• [SET PROBLEM] Copy out every entry below word for word, without changing anything.

• [MATERIAL FOR THIS EXERCISE]
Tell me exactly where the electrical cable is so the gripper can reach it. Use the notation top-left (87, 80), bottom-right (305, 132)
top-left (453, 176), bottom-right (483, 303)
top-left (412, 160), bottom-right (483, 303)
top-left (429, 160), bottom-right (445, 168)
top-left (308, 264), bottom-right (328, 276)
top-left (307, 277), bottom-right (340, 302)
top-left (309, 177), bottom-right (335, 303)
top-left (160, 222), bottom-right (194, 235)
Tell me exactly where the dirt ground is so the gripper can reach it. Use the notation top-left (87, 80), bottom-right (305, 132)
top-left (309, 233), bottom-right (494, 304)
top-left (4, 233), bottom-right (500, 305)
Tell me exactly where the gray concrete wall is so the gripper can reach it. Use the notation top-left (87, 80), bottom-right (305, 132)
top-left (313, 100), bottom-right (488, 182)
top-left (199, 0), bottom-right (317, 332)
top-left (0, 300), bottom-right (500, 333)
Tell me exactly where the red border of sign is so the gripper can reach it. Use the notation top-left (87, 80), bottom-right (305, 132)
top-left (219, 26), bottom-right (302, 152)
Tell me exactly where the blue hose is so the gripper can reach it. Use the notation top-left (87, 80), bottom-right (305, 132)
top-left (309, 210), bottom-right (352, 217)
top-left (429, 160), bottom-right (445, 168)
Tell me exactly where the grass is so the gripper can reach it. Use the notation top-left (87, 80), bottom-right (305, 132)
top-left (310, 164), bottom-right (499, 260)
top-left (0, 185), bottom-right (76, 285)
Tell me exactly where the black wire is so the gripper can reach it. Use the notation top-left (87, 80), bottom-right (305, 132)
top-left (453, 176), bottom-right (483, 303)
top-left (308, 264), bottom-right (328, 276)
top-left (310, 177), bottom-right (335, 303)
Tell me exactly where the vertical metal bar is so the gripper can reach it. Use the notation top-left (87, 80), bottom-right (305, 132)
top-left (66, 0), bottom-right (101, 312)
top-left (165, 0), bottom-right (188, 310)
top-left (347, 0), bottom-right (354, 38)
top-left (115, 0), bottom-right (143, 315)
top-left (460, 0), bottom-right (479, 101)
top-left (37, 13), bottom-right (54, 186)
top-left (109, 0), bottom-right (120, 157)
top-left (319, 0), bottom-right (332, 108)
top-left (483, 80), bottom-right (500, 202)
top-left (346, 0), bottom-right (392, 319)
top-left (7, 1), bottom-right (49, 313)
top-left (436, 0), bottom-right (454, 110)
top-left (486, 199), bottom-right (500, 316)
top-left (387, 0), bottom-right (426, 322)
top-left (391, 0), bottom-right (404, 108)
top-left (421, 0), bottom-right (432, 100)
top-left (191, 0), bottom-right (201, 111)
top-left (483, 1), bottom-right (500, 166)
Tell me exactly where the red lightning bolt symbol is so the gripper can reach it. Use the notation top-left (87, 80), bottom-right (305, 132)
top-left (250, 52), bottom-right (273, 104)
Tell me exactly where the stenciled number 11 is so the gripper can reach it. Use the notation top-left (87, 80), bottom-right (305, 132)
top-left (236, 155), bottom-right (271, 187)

• [SOLUTION TO THIS TASK]
Tell me exactly where the electrical cable is so the gripper can reach it. Use the notation top-left (87, 80), bottom-right (305, 132)
top-left (453, 176), bottom-right (483, 303)
top-left (412, 160), bottom-right (483, 303)
top-left (429, 160), bottom-right (445, 168)
top-left (308, 264), bottom-right (328, 276)
top-left (307, 277), bottom-right (340, 302)
top-left (309, 177), bottom-right (335, 303)
top-left (160, 222), bottom-right (194, 235)
Tell me exactly where the dirt ground is so the gripper can reach it. Use the notation top-left (87, 80), bottom-right (305, 132)
top-left (309, 233), bottom-right (494, 304)
top-left (4, 233), bottom-right (500, 305)
Tell me exactly where the gray concrete wall is so the gripper can reach it. Use the notation top-left (87, 80), bottom-right (305, 132)
top-left (313, 100), bottom-right (488, 182)
top-left (199, 0), bottom-right (317, 332)
top-left (0, 300), bottom-right (500, 333)
Tell me exactly where the red border of sign is so the gripper can reach it. Use the notation top-left (87, 80), bottom-right (305, 132)
top-left (219, 26), bottom-right (302, 152)
Tell me exactly where the blue hose is so the gripper can reach it. Use the notation top-left (87, 80), bottom-right (305, 132)
top-left (309, 210), bottom-right (352, 217)
top-left (429, 160), bottom-right (445, 168)
Tell me exactly where the grass is so the gripper can reach it. Use the notation top-left (87, 80), bottom-right (305, 132)
top-left (310, 164), bottom-right (499, 260)
top-left (0, 185), bottom-right (76, 285)
Tell me exactly where the black wire is so the gripper can reach it. Use the notation top-left (87, 80), bottom-right (305, 132)
top-left (453, 176), bottom-right (483, 303)
top-left (308, 264), bottom-right (328, 276)
top-left (310, 177), bottom-right (335, 303)
Tell me exactly where the vertical metal bar is so the gripper can reach it. Use the notation top-left (87, 80), bottom-right (305, 132)
top-left (66, 0), bottom-right (101, 312)
top-left (165, 0), bottom-right (188, 310)
top-left (347, 0), bottom-right (354, 38)
top-left (115, 0), bottom-right (143, 315)
top-left (460, 0), bottom-right (479, 101)
top-left (37, 13), bottom-right (54, 186)
top-left (109, 0), bottom-right (120, 157)
top-left (319, 0), bottom-right (332, 108)
top-left (483, 80), bottom-right (500, 202)
top-left (346, 0), bottom-right (392, 319)
top-left (7, 1), bottom-right (49, 313)
top-left (436, 0), bottom-right (454, 110)
top-left (486, 199), bottom-right (500, 316)
top-left (387, 0), bottom-right (426, 322)
top-left (391, 0), bottom-right (404, 108)
top-left (421, 0), bottom-right (432, 100)
top-left (191, 0), bottom-right (201, 111)
top-left (483, 1), bottom-right (500, 166)
Tell me exactly where the red lightning bolt symbol is so the gripper can reach it. Use the notation top-left (87, 80), bottom-right (305, 132)
top-left (250, 52), bottom-right (273, 104)
Tell me exactly where the stenciled number 11 is so the gripper can reach it. Use the notation top-left (87, 80), bottom-right (305, 132)
top-left (236, 155), bottom-right (271, 187)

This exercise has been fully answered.